DOCUMENT EXCERPT:
A New Recording of Music by the Great American Roger Sessions

January 30, 2016 - Wilmington, NC:

Roger Sessions: Duo (1942), Adagio (1947), "Waltz for Brenda" (1936), Sonata for Violin (1953), & Second [Piano] Sonata (1946). David Bowlin, violin, & David Holzman, piano. BRIDGE 9453. Total Time 62:17. ©2015.

Roger Sessions (1896-1985) is an important American composer whose works are heard in performance too infrequently. His music, typically dense and contrapuntal, is filled with lyrical melody, dynamic rhythms, and often powerful intensity. There is a small but significant body of recordings of his works, and this new disc adds a welcome contribution to that group. The recording includes three major pieces, all written in the 1940s and '50s, along with two incidental ones. It is highly recommended for those who already appreciate Sessions' music, those who would like to know it better, and those who want important 20th-century music in their recorded collections. Sessions' power and expressivity mark him as one of America's finest composers.

The violinist on this disc is David Bowlin, a widely-traveled performer, recording artist, and faculty member at the renowned Oberlin Conservatory – and a founding member of ICE. David Holzman is the pianist. He is a much-honored and leading exponent of 20th-century music as both performer and recording artist.

Sessions' Duo for Violin and Piano of 1942four movements played without pause – is a dense, high-energy piece. It is compellingly played here. In the sustained first movement, Bowlin carries a full-bodied, continuous melodic violin line. The difficult, highly rhythmic and contrapuntal second movement is played with a relatively light piano part, which gives the complicated writing a transparent sound. This is balanced with full, sometimes blistering intensity from the violin. The return of the first movement material is played with similarly sinuous lyricism. The last movement is delightful. Sessions puts forth a – for him – rather unusual jocularity, fully captured in the transparency of the piano sound balancing the light tone of the violin. By contrast, the brief and powerful return of the second movement material carries strong dramatic weight. The shift from this sound back to a light tone is wonderful, and the ending is a fine fadeout.

The short, gloomy tone poem, Adagio (1947), is played with concentrated expressivity. There is a sudden quicker tempo from mm. 3-5, where a steady flow of the line would have been fine. One might wish for a more ethereal tone at the return of the Tempo I. That said, this reading effectively communicates Sessions' sustained long line and peaks in a ringing central climax.

"Waltz for Brenda" is one of several brief children's pieces by Sessions. It is atypical for him and yet appealing. Here it is played with a romantic leaning. Sessions, in his characteristic imaginative fashion, introduces simple yet interesting rhythmic irregularity into the waltz pattern. Given the rhythmic variety already built in, the performance features perhaps more than needed rubato. Also, the hands are consistently split in the chords, with the left hand coming ahead of the right – less rhythmically clear than simply a defined waltz downbeat.

The half-hour Sonata for Violin of 1953 – its four movements played without pause – is one of the most demanding and large-scale pieces ever written for the instrument. Its wide expressive and technical range represent a major artistic achievement for its composer and for any performer who can master its challenges. It is also the centerpiece of this recording – nearly half the length of the disc.

MATERIAL:
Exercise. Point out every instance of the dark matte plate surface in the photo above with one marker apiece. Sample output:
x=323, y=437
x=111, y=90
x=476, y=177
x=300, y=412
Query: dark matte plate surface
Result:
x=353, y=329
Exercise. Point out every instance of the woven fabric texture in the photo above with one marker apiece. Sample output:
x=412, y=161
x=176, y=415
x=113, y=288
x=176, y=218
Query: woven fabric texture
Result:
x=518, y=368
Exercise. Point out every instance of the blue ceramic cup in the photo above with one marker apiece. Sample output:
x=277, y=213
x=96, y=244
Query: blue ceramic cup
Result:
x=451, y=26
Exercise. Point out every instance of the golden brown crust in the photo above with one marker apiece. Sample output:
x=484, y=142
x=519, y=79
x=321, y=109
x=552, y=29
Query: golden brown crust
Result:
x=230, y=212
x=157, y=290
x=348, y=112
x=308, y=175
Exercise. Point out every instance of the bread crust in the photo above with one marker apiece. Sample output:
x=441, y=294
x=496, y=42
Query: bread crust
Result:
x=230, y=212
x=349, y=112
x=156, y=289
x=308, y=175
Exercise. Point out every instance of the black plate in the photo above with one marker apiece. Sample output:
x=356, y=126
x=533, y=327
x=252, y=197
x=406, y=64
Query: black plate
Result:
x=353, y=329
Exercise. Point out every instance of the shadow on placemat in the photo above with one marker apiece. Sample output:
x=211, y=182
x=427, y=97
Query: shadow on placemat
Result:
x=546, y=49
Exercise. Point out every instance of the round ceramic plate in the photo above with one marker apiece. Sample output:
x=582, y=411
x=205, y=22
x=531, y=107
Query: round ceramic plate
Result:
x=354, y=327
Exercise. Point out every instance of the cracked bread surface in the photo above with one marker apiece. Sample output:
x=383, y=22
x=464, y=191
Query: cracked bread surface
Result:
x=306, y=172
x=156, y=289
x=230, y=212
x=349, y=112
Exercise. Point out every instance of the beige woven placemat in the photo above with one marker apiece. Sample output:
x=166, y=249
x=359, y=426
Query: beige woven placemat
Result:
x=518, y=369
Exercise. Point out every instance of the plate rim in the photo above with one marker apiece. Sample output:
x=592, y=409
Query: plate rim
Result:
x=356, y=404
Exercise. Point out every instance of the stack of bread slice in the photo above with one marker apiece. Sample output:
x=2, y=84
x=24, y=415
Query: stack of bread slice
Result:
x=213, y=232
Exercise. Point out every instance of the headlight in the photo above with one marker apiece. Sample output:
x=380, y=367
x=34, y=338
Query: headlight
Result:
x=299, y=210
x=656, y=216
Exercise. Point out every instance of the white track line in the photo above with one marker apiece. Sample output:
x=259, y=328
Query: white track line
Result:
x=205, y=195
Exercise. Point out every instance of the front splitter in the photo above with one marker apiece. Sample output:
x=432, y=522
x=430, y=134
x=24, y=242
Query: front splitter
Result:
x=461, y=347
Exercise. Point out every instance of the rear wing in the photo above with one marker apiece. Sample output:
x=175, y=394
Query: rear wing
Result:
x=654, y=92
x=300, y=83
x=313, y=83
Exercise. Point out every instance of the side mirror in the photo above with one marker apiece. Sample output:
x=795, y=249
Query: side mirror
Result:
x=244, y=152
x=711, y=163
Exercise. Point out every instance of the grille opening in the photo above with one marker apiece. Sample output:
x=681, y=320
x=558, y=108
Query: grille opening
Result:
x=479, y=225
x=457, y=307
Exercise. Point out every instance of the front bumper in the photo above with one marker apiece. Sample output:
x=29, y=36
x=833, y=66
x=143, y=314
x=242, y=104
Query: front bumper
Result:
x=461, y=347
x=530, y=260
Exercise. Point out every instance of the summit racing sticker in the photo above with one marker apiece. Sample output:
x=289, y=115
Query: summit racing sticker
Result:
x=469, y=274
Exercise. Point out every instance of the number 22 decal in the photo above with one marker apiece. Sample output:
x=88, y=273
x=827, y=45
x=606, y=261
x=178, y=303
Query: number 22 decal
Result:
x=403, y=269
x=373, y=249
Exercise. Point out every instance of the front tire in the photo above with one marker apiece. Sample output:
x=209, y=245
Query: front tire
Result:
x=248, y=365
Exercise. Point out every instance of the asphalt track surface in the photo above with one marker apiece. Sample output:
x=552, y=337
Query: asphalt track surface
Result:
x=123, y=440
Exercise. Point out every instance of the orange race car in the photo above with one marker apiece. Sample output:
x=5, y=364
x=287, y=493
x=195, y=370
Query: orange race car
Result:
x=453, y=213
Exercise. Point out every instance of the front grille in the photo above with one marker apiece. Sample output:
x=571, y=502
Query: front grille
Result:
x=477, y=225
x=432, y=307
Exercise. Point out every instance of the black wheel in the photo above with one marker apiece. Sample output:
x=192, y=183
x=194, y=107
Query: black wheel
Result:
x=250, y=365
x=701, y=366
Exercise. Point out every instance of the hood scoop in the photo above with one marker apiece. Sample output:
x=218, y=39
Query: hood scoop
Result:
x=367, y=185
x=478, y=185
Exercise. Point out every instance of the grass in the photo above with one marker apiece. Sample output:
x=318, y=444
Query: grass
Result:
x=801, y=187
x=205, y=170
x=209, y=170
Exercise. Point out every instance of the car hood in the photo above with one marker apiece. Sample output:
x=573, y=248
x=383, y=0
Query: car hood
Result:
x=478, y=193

PROBLEM:
According to the review, at which conservatory is David Bowlin a faculty member? Work only from the review of the recording, not the rows.

EXERCISE SOLUTION:
Oberlin Conservatory.